*PAGE EXTRACT:*
»»
This looks to me like a convolution of the two functions $f(t), g(t)$.

$$h(t) = \lim_{n\rightarrow\infty}_{m\rightarrow-\infty}_{\Delta t\rightarrow 0}\sum_{i=m}^n f(t-i\ \Delta t)\ g(i\ \Delta t)\ \Delta t=\int^\infty_{-\infty}f(t-\tau)g(\tau)\, d\tau$$

Using the Hyetograph as $f(t)$, and defining $g(t)$ as $$g(t)=\begin{cases} 0 & t<0, t>1 \\ 1 & 0 \le t \le 1 \end{cases}$$

Convolving your Unit Hyetograph gives me a graph similar to yours:

enter image description here

However, convolving your Arbitrary Hyetograph gives me this constructed Hydrograph instead, and I'm wondering whether I understood your question wrongly.

enter image description here

My arbitrary Hyetograph as I define it is as follows:

$$f(t)=\begin{cases} 0 & t<0, t>6 \\ 2 & 0 \le t<2 \\ 3 & 2 \le t<4 \\ 1 & 4\le t<6 \end{cases}$$

Edit: As requested, here is my code in Mathematica. I use version 9.0.
««
*WORK INSTRUCTIONS:*
From the hyetograph convolution post, set down word for word the passage starting with "Convolving your Unit" and going on through "your question wrongly.".

*RECORD SET:*
»»
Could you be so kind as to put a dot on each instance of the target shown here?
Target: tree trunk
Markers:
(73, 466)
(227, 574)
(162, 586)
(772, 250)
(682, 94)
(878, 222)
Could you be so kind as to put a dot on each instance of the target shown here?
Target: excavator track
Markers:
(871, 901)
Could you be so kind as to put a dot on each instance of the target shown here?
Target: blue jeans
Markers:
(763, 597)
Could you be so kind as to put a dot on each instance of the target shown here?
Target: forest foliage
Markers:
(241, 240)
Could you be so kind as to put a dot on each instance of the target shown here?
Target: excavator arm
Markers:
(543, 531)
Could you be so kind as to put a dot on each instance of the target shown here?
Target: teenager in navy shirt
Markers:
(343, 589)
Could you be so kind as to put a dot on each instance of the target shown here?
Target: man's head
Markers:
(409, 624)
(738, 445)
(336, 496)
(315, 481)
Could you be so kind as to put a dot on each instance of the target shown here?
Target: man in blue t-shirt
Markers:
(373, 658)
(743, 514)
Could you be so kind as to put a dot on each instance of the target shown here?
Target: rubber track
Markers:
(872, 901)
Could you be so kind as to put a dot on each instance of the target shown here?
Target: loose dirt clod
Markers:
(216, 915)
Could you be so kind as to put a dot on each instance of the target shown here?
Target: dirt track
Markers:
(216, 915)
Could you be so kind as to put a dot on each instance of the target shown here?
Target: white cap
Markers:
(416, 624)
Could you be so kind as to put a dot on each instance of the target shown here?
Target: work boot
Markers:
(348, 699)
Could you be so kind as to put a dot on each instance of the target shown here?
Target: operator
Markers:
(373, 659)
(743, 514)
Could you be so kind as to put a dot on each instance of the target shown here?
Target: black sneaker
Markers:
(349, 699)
««
»»
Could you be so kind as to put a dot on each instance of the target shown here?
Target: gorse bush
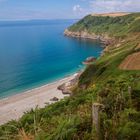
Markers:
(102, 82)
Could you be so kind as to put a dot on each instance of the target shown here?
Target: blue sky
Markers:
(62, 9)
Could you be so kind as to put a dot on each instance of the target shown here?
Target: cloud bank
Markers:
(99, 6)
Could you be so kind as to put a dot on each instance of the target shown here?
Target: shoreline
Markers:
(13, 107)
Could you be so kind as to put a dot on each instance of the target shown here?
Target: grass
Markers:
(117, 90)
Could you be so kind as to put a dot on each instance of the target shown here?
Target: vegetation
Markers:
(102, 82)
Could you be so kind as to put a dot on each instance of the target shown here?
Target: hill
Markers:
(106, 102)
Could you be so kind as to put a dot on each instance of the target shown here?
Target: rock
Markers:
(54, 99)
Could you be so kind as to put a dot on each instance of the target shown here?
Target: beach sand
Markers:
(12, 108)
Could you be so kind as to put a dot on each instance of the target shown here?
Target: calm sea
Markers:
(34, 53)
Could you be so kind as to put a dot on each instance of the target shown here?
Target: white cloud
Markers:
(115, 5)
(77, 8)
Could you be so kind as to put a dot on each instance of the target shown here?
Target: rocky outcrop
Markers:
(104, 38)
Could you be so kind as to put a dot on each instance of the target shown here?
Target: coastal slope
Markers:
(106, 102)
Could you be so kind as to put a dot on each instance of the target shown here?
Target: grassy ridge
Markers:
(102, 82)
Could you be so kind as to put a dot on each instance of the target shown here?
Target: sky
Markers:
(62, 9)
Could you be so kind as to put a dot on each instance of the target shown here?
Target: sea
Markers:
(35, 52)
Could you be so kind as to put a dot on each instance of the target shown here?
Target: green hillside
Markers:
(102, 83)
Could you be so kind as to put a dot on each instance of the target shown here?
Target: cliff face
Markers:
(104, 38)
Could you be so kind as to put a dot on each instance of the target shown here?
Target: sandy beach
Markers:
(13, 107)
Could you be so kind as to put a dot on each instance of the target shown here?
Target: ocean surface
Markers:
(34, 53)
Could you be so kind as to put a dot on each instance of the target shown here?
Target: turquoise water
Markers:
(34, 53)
««
*EXERCISE OUTPUT:*
Convolving your Unit Hyetograph gives me a graph similar to yours:

enter image description here

However, convolving your Arbitrary Hyetograph gives me this constructed Hydrograph instead, and I'm wondering whether I understood your question wrongly.